::: Information :::

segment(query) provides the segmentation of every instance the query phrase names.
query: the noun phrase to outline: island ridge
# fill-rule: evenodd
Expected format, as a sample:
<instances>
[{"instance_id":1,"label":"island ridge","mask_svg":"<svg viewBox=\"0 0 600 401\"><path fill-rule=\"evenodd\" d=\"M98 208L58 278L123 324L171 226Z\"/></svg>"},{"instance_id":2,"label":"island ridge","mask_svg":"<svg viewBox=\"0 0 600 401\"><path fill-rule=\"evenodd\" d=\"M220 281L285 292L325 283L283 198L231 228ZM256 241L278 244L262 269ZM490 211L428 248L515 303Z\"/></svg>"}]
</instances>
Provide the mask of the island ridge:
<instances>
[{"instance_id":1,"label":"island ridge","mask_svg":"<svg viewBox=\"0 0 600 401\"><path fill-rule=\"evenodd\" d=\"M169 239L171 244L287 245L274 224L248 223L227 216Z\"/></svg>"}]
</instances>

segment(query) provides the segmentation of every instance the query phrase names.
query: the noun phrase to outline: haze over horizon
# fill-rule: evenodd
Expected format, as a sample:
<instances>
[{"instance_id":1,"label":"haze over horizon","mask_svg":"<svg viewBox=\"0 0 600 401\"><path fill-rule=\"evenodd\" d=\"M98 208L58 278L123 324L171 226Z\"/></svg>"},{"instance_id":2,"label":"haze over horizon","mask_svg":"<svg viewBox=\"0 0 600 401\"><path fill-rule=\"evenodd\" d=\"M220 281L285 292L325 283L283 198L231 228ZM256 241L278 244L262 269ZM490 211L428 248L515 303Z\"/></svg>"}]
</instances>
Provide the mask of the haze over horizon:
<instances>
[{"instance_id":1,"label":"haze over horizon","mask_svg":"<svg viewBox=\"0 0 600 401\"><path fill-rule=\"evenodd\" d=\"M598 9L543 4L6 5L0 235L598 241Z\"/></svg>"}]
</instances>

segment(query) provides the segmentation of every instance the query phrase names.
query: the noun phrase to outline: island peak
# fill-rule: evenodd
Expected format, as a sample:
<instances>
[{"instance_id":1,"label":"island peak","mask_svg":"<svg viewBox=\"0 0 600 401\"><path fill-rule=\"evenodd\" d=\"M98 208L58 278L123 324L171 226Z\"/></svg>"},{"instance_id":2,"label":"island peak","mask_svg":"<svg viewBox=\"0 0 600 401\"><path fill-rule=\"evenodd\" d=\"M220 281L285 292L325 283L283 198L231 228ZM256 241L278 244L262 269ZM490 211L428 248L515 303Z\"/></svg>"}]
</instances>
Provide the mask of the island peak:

:::

▶ What you should do: Taking the entries as a whole, work out how many lines contain the string "outline". Respond with only the number.

▶ Answer space: 3